*** EXTRACT PROVIDED ***
256 Cells Per Bucket

Each 4 KiB page of the hash table file is one bucket of 256 cells. This size is set by the mmap page size and cell width, not a tunable parameter, but it has two effects worth understanding.

Effect on Gate A (collision capacity). Different physical blocks with colliding hashes can all coexist in the same bucket, up to 256 of them. This matters for widely replicated content such as boilerplate file headers and common fill patterns: bees can keep many addresses for the "same" hash without any one of them crowding out the others.

Effect on Gate A (LRU depth). A 256-slot LRU is a meaningful buffer against eviction. If buckets were shallow (say, 4 cells), only the very-most-recent or very-popular hashes would survive, and rare-but-real duplicates would almost always miss. The 256-deep bucket and the random-insert policy together are what let bees find old and rare duplicates at a useful rate.

How the Parameters Interact

A few interactions are worth singling out:

  • Hash table size and extent size compound. If the hash table is marginal, small extents suffer disproportionately: their Gate B probability 1 − (1 − p)^n falls quickly with small n. Doubling the hash table helps small extents more than large ones.

  • Extent size fights the 50% threshold. Increasing extent size makes Gate B easier but Gate C harder. Which effect dominates depends on the file's content pattern, not on btrfs:

    • Large, sequentially-written files (media files, log archives, installation images) tend to contain long runs where every block is unique within the file, but the whole sequence recurs whenever the file is duplicated. Match rates of 100% are common, so the 50% threshold is met with room to spare.
    • Files written in many small writes in random order (for example, databases) tend to contain a mixture of unique and duplicate blocks in every extent. The matched fraction can be non-trivial, but the rewrite cost makes the dedupe unprofitable, and Gate C filters the extent out.
    • VM disk images mix both patterns — contiguous regions that behave like media files and churn regions that behave like databases — and produce both outcomes depending on the extent.

    The 50% filter lets bees cherry-pick the extents that are worth deduping and skip the ones that would just burn time and metadata, without needing to know anything about file type or content semantics.

  • Move-to-front is what keeps the hash table effective in steady state. Without it, even a well-sized table would slowly turn over and forget the data that is actually being deduped. With it, the table quickly learns which hashes are worth keeping and holds onto them, regardless of how much non-duplicate traffic is flowing through.
*** DATASET EXTRACT ***
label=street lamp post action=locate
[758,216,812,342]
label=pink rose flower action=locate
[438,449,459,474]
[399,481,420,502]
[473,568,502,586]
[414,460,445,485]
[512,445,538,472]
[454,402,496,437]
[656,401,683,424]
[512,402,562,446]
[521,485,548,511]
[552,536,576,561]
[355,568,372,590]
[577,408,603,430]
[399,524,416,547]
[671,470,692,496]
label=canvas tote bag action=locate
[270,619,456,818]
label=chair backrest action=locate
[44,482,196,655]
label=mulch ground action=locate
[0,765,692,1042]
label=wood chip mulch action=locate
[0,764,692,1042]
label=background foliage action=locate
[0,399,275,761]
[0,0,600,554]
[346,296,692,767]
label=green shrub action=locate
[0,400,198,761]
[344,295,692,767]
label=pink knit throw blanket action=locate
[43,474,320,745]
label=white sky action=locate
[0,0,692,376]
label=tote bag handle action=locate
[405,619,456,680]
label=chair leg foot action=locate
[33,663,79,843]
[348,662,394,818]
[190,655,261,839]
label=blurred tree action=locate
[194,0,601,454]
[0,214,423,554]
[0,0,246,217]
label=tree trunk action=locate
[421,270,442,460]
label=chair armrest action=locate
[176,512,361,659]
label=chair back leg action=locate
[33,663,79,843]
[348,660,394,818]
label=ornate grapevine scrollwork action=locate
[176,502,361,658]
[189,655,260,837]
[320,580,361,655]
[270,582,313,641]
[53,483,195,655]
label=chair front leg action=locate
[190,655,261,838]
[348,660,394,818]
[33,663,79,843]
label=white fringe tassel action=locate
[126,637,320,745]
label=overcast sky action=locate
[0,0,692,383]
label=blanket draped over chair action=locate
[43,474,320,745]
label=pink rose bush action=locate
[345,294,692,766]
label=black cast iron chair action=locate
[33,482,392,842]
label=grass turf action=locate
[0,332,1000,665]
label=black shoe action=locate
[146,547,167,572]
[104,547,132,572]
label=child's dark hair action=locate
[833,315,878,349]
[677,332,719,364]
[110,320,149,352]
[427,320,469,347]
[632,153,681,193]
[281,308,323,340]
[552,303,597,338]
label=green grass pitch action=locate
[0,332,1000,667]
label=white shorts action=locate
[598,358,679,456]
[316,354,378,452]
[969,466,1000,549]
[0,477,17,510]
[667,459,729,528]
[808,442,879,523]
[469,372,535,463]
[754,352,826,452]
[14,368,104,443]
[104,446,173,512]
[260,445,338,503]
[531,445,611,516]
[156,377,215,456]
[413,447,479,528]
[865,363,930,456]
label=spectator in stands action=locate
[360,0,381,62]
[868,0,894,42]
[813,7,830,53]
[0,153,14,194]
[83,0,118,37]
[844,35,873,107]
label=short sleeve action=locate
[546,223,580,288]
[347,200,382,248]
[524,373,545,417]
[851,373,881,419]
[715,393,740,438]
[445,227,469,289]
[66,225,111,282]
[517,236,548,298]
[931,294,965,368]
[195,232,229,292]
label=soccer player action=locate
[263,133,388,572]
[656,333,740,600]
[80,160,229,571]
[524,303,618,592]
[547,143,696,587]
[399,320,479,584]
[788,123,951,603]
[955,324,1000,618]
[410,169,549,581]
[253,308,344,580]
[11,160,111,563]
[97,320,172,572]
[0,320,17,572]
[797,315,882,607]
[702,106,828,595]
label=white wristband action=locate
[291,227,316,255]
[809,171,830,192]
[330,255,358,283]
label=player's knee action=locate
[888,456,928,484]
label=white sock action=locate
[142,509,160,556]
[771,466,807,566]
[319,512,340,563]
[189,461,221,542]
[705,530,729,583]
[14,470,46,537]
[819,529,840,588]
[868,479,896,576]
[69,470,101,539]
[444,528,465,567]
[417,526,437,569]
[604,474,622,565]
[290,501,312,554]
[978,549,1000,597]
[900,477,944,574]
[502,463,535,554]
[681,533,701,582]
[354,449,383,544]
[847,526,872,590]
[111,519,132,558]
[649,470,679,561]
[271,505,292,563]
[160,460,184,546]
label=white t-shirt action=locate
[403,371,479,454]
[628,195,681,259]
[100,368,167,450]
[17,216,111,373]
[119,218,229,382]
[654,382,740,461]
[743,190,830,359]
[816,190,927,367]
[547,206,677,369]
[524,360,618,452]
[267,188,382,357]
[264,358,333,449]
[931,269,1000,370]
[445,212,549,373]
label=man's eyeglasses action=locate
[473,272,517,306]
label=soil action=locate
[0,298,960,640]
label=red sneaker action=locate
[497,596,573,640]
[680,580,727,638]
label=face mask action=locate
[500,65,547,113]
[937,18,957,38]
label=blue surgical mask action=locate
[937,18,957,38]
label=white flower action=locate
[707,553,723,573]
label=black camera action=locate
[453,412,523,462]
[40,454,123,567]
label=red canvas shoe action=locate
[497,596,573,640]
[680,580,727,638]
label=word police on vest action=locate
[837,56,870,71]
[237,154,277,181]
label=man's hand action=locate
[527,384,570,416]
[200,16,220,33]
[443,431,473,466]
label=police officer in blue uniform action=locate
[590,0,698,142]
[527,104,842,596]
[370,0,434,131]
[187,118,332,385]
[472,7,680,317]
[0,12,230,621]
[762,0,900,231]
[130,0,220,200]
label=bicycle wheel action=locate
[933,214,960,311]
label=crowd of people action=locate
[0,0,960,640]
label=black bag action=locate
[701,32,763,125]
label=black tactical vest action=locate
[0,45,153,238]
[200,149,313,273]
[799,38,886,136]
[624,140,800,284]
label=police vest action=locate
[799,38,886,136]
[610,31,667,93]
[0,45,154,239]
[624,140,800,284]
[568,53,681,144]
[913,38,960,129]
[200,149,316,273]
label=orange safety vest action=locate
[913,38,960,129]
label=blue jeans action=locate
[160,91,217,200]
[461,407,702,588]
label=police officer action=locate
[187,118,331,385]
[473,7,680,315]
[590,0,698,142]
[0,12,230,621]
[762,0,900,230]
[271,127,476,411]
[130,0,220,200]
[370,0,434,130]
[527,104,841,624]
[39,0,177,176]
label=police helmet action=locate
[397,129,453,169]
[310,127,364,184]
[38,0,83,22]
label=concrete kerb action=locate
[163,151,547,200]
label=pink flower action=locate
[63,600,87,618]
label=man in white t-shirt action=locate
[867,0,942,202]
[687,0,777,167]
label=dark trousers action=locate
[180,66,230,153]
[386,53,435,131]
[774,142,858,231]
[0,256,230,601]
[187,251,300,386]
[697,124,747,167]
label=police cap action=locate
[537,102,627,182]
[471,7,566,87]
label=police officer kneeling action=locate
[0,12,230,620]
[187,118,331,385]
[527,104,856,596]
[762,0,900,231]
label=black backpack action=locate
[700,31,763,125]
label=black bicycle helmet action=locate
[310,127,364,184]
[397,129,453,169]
***
■ REQUIRED WORK ■
(1) In the bees hash table passage, how many cells make up each 4 KiB page of the hash table file?
(2) Repeat everything in the bees hash table passage from "How the Parameters" down to "than large ones.".
(3) Write the next part of the bees hash table passage, starting right after its last sentence.
You won't need the records for any of this.

■ TASK ANSWERS ■
(1) 256 cells, forming one bucket.

(2)
How the Parameters Interact

A few interactions are worth singling out:

  • Hash table size and extent size compound. If the hash table is marginal, small extents suffer disproportionately: their Gate B probability 1 − (1 − p)^n falls quickly with small n. Doubling the hash table helps small extents more than large ones.

(3)
Practical Tuning Implications

  • If you are missing dedupes you expect to see, the most likely cause is hash table size (Gate A) or extent layout (Gates B and C).

  • The nuisance filter is intentional and generally should not be worked around: dedupes that rewrite more than they recover still gain some free space (the original extent is freed either way), but the ratio of recovered space to I/O, allocator churn, and metadata cost is too low to be worth doing.

  • The random-insertion LRU combined with move-to-front on match biases the hash table toward the hashes that actually produce dedupes: matched hashes are effectively pinned near the front, and hashes that are never used drift back until they are evicted. Most of the cells in the table at any moment are redundant, but that is the cost of not knowing in advance which ones will be useful.

  • Continuous and periodic operation are usually equivalent for per-extent dedupe probability. bees persists its hash table and scan position, so a restart does not reset the LRU and does not skip data, and each extent is scanned in the same order either way. The important exception is workloads that rapidly churn the same blocks (rotating logs, continuous rebuilds, heavily-updated databases): continuous bees will scan every intermediate version of those blocks and fill the LRU with hashes that point to extents that are already freed by the time the next duplicate arrives, crowding out more useful hashes. Running bees periodically lets short-lived data be overwritten before bees ever sees it; increasing the hash table size is the other way to compensate.